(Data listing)

## start

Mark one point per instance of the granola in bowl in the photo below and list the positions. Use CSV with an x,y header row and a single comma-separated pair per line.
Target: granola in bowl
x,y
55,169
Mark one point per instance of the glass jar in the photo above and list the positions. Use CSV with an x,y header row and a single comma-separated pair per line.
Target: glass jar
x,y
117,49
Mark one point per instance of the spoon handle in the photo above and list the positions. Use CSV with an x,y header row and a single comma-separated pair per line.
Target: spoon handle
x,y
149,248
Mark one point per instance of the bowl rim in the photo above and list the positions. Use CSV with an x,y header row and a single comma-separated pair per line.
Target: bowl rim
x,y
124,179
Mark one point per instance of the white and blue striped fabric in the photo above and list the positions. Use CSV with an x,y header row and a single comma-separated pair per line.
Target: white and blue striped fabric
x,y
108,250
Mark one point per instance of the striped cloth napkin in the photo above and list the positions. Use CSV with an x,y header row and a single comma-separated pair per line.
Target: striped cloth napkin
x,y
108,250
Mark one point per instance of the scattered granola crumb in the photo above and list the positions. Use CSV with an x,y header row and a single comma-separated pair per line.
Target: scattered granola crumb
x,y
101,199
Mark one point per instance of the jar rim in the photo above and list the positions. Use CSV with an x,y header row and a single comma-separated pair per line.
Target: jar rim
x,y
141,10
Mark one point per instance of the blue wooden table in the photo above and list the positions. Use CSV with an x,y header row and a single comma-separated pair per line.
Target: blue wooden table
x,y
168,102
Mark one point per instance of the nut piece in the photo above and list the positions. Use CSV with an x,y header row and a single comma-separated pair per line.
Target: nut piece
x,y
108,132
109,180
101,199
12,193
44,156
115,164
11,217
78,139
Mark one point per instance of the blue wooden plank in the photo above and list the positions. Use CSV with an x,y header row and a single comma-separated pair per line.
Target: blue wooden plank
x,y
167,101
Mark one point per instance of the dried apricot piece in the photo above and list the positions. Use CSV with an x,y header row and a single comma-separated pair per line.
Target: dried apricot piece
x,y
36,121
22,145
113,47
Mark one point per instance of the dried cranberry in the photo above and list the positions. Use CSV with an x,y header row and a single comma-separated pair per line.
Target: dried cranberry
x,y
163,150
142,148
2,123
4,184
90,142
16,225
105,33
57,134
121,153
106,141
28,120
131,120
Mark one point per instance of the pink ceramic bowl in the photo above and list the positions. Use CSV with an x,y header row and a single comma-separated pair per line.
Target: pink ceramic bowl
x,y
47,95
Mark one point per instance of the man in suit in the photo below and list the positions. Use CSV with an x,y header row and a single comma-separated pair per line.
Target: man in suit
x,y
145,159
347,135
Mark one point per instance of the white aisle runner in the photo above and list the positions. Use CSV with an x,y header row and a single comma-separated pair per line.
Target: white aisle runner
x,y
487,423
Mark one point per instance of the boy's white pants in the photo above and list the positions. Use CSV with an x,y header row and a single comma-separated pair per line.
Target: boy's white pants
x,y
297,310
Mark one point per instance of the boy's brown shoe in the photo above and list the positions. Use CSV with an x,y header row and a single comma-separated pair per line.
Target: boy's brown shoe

## end

▸ Set problem:
Recast every line of the rows above as a numbered list, leaving out any blank lines.

▸ Written answer:
1. Mark one point per instance of the granola in bowl in the photo below and list the positions. Use CSV with an x,y header row and a single comma-separated pair per line.
2. Target: granola in bowl
3. x,y
4. 55,169
5. Mark one point per instance of the glass jar in the photo above and list the positions. Use CSV with an x,y header row and a single comma-separated pair per line.
6. Target: glass jar
7. x,y
8. 117,49
9. Mark one point per instance of the spoon handle in the photo above and list the positions. Use CSV with an x,y header row and a single comma-separated pair per line.
10. Target: spoon handle
11. x,y
12. 149,248
13. Mark one point per instance of the bowl rim in the photo above and list the positions. Use CSV with an x,y header row and a single comma-separated pair per line.
14. Target: bowl rim
15. x,y
16. 124,179
17. Mark one point per instance of the white and blue striped fabric in the photo above and list the positions. Use CSV with an x,y header row and a single comma-separated pair per line.
18. Target: white and blue striped fabric
19. x,y
20. 108,250
21. Mark one point per instance of the striped cloth napkin in the photo above and list the positions. Use CSV with an x,y header row and a single comma-separated pair per line.
22. Target: striped cloth napkin
23. x,y
24. 108,250
25. Mark one point per instance of the scattered granola crumb in the photo above and list the positions. Use CSV with an x,y header row and a single comma-separated pair per line.
26. Target: scattered granola crumb
27. x,y
28. 101,199
29. Mark one point per instance of the jar rim in the photo above and list the positions. Use CSV with an x,y header row and a single comma-separated pair per line.
30. Target: jar rim
31. x,y
32. 141,10
33. Mark one point per instance of the blue wooden table in the photo above and list the positions. Use CSV with an x,y header row and a single comma-separated pair per line.
34. Target: blue wooden table
35. x,y
36. 168,102
37. Mark one point per instance of the nut piece in the photo above and list the positions. Use CSV with an x,y header row and a single comma-separated pair per line.
38. Target: nut piece
39. x,y
40. 108,132
41. 109,180
42. 101,199
43. 12,193
44. 44,156
45. 115,164
46. 11,217
47. 78,139
48. Mark one point per instance of the blue wooden plank in the photo above and list the positions. Use CSV with an x,y header row and a single comma-separated pair per line.
49. Target: blue wooden plank
50. x,y
51. 167,101
52. Mark one point per instance of the dried apricot piece in the photo above and list the positions. Use CSV with an x,y header row and a single comma-separated pair per line.
53. Target: dried apricot piece
54. x,y
55. 36,121
56. 22,145
57. 113,47
58. Mark one point per instance of the dried cranberry in the photo above and list the positions. Use CSV with an x,y header row and a single comma-separated pair per line.
59. Target: dried cranberry
60. x,y
61. 163,150
62. 142,148
63. 2,123
64. 4,184
65. 90,142
66. 16,225
67. 105,33
68. 57,134
69. 121,153
70. 106,141
71. 28,120
72. 131,120
73. Mark one point per instance of the pink ceramic bowl in the photo above and list the positions. Use CSV with an x,y header row and a single comma-separated pair per line.
74. Target: pink ceramic bowl
75. x,y
76. 47,95
77. Mark one point per instance of the man in suit in the photo below and list the positions. Use CSV with an x,y header row and a single comma-separated pair per line.
78. Target: man in suit
79. x,y
80. 145,159
81. 347,135
82. Mark one point per instance of the white aisle runner in the photo above and list the positions. Use CSV with an x,y header row and a single comma-separated pair per line.
83. Target: white aisle runner
84. x,y
85. 487,423
86. Mark one point per instance of the boy's white pants in the photo above and list the positions. Use CSV with an x,y header row and a single comma-separated pair per line.
87. Target: boy's white pants
88. x,y
89. 297,310
90. Mark one point per instance of the boy's brown shoe in the photo above and list the positions. Use CSV with an x,y header row and a single comma-separated pair per line.
91. Target: boy's brown shoe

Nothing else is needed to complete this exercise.